> _Exercise description_: Write out again only the lines running from the one that contains "[tag] young woman (a dot for each instance)" to the end of the records below, including both the first and the last.
--- start Material to process ---
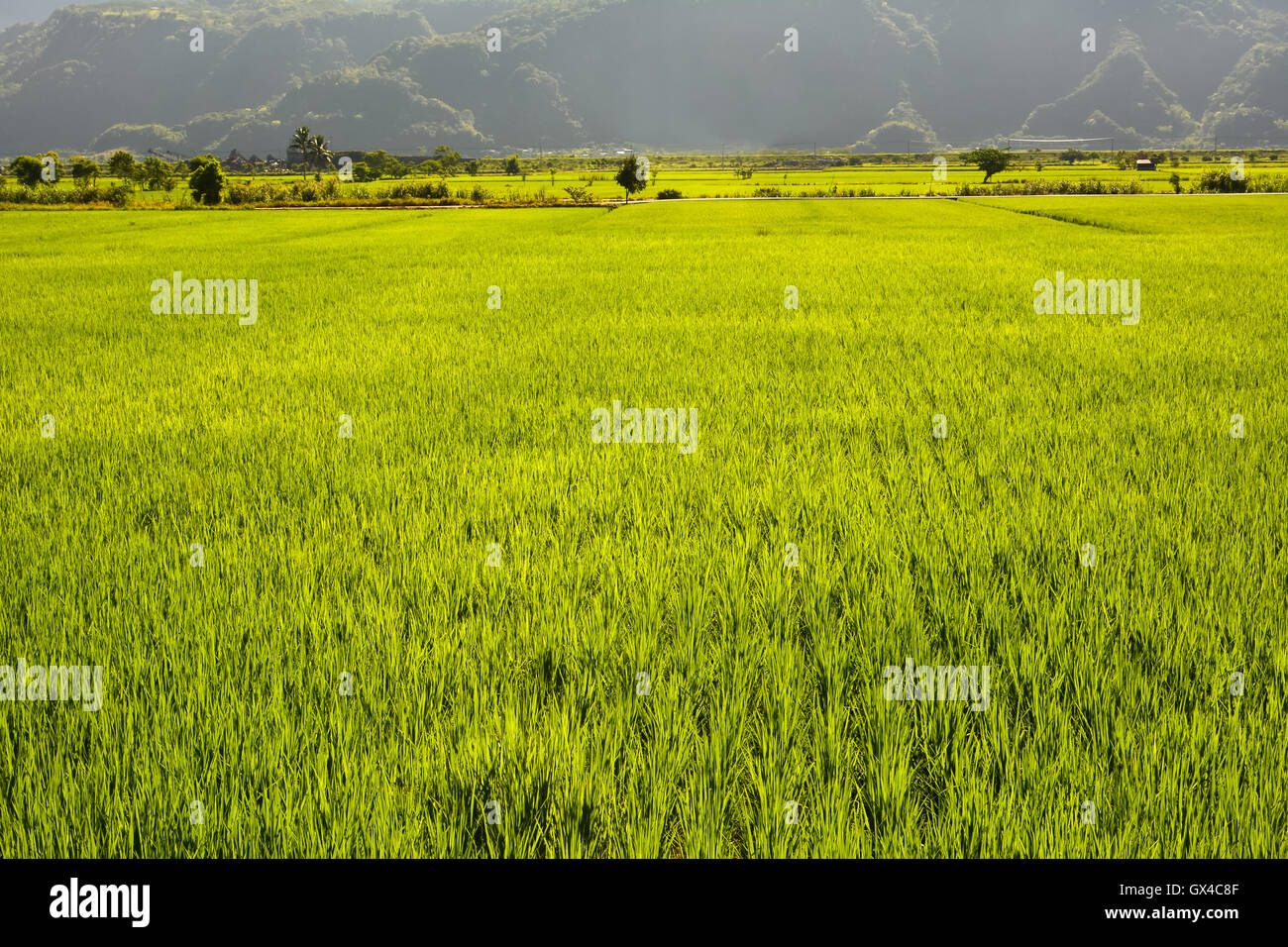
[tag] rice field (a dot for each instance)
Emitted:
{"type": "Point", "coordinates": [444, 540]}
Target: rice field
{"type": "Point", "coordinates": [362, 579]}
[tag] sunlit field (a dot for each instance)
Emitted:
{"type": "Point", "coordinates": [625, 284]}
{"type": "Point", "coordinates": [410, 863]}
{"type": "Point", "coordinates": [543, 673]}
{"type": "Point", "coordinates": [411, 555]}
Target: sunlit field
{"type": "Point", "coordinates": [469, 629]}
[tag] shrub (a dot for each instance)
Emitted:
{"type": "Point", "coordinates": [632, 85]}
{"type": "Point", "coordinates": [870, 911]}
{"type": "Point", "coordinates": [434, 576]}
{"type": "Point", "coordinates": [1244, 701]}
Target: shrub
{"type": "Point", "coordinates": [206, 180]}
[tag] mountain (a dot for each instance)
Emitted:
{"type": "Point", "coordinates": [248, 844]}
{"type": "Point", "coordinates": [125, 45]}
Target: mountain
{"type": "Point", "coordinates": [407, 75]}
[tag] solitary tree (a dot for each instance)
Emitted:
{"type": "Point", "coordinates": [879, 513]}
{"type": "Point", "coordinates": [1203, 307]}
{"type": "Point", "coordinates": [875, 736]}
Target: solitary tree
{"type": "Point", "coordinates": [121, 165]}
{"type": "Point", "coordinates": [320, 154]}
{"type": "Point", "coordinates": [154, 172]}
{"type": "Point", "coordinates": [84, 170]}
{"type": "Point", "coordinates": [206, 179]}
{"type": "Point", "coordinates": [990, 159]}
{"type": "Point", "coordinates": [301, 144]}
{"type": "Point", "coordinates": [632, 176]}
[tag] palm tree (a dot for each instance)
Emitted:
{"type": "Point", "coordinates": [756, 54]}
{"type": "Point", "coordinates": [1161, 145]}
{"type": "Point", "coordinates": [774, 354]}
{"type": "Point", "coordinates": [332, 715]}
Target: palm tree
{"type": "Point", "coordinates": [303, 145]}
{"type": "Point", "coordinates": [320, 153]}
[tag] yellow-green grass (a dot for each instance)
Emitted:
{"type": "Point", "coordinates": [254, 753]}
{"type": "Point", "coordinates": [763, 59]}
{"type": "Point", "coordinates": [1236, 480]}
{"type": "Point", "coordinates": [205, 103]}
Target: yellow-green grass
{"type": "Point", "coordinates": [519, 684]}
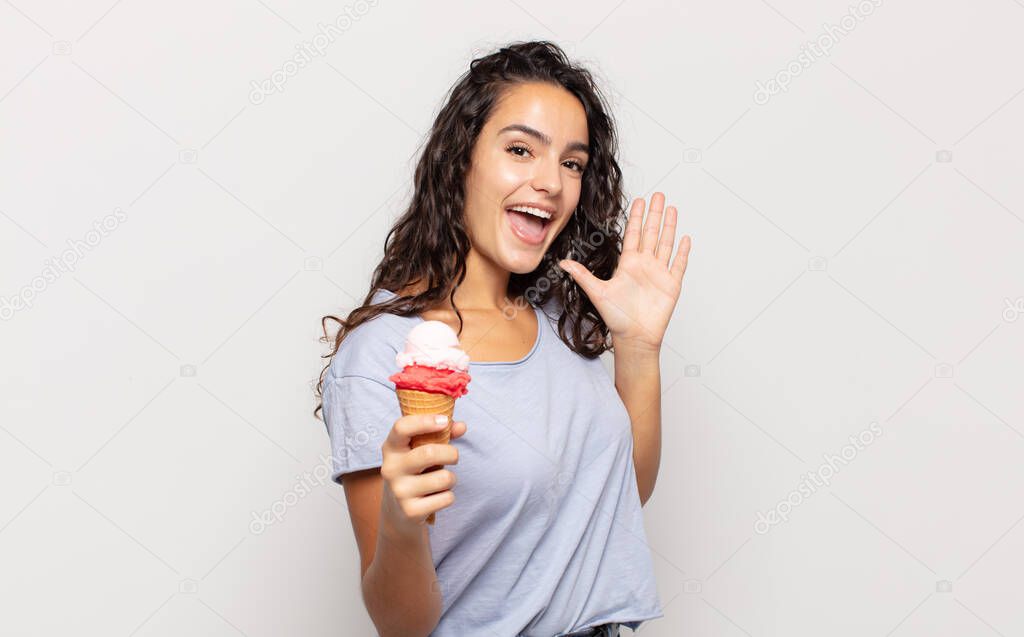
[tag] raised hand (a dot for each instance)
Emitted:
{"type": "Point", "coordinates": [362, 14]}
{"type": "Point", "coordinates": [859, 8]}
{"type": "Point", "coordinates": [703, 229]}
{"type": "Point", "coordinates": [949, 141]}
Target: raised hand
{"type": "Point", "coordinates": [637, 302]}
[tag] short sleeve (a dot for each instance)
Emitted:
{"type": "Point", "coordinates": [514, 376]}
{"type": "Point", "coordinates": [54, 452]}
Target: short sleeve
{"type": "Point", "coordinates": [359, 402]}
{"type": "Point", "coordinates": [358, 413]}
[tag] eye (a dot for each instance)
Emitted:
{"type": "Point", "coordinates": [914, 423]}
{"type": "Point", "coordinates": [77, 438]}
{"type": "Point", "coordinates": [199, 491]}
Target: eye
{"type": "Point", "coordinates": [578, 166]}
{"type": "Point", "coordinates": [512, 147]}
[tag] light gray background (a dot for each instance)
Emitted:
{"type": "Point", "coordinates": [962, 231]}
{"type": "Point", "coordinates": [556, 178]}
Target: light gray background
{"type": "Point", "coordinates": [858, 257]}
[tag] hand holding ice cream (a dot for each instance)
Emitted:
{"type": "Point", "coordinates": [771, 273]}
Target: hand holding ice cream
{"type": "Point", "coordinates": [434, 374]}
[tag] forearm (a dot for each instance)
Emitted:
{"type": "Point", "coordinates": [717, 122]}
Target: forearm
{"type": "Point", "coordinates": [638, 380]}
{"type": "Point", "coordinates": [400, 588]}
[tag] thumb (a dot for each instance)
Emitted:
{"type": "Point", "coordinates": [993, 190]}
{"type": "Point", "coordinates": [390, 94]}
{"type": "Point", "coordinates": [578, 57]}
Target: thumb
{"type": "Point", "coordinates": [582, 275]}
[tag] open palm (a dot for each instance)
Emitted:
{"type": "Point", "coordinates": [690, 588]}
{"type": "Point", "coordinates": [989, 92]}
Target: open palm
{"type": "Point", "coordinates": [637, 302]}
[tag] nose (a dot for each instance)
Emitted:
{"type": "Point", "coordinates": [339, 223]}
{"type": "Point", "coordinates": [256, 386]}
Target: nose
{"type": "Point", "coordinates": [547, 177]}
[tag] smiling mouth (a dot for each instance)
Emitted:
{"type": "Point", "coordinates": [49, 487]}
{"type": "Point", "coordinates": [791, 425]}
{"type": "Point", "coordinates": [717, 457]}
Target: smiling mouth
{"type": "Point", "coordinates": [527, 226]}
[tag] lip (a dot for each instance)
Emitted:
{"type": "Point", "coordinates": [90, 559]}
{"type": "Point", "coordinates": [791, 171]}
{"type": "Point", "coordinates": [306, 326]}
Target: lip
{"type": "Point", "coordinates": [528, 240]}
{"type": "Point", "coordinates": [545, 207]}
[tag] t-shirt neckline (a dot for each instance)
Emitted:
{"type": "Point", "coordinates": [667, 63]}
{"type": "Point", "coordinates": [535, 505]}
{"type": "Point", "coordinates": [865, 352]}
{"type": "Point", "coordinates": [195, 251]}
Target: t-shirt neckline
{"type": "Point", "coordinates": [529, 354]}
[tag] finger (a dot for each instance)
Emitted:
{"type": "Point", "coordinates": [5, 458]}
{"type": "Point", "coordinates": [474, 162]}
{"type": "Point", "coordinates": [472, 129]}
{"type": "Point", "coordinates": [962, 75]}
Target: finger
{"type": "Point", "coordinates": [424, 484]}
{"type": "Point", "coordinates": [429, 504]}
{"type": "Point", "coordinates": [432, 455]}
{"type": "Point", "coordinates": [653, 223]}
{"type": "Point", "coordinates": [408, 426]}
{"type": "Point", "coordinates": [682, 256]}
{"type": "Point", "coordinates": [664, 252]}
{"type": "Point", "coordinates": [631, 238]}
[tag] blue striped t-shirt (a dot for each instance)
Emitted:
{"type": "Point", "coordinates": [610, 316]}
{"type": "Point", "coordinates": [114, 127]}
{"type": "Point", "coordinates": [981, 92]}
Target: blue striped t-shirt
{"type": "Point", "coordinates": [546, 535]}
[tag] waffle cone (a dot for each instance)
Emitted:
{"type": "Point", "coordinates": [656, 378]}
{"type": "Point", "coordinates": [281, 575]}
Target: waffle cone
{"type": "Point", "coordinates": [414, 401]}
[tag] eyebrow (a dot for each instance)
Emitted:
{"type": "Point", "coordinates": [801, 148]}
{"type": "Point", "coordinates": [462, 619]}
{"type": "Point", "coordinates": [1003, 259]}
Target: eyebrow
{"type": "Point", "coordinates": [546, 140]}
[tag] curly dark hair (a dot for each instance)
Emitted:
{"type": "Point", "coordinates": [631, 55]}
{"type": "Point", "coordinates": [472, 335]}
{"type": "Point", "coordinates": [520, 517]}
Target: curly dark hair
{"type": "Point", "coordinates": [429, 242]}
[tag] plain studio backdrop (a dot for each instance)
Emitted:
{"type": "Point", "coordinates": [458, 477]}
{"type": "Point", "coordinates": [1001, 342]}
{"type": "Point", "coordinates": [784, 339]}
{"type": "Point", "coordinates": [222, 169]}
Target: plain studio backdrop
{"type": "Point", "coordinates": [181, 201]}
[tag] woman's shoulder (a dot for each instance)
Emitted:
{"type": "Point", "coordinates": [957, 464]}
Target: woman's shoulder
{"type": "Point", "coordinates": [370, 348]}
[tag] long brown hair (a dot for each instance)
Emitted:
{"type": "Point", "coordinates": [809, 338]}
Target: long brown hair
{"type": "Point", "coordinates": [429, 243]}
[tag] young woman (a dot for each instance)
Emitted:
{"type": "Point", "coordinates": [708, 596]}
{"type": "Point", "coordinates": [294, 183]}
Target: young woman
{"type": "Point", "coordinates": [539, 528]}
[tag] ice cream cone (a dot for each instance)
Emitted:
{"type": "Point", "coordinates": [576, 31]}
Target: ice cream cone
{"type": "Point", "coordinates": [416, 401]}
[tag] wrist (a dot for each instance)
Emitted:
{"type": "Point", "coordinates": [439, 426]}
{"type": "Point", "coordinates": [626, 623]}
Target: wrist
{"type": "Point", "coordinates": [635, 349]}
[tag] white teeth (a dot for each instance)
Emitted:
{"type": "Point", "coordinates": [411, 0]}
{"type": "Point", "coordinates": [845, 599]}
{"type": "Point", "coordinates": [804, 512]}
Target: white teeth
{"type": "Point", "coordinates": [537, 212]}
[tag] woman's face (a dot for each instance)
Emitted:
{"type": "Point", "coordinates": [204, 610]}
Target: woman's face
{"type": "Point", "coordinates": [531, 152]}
--- end Material to process ---
> _Full answer_:
[tag] young woman (a dot for each instance)
Emitted:
{"type": "Point", "coordinates": [708, 596]}
{"type": "Point", "coordinates": [294, 183]}
Target: young woman
{"type": "Point", "coordinates": [539, 528]}
[tag] ice cream cone (a dot for each instance)
Emitted:
{"type": "Point", "coordinates": [576, 31]}
Target: ice cream cone
{"type": "Point", "coordinates": [416, 401]}
[tag] wrist (a dot for each instance)
Emitted:
{"type": "Point", "coordinates": [439, 426]}
{"type": "Point", "coordinates": [626, 623]}
Target: wrist
{"type": "Point", "coordinates": [635, 349]}
[tag] white teeth (a dot for each instance)
Emitted:
{"type": "Point", "coordinates": [411, 0]}
{"type": "Point", "coordinates": [845, 599]}
{"type": "Point", "coordinates": [804, 512]}
Target: white teeth
{"type": "Point", "coordinates": [537, 212]}
[tag] woman's face (a dot for each instance)
Emitted:
{"type": "Point", "coordinates": [204, 610]}
Target: woman's face
{"type": "Point", "coordinates": [531, 152]}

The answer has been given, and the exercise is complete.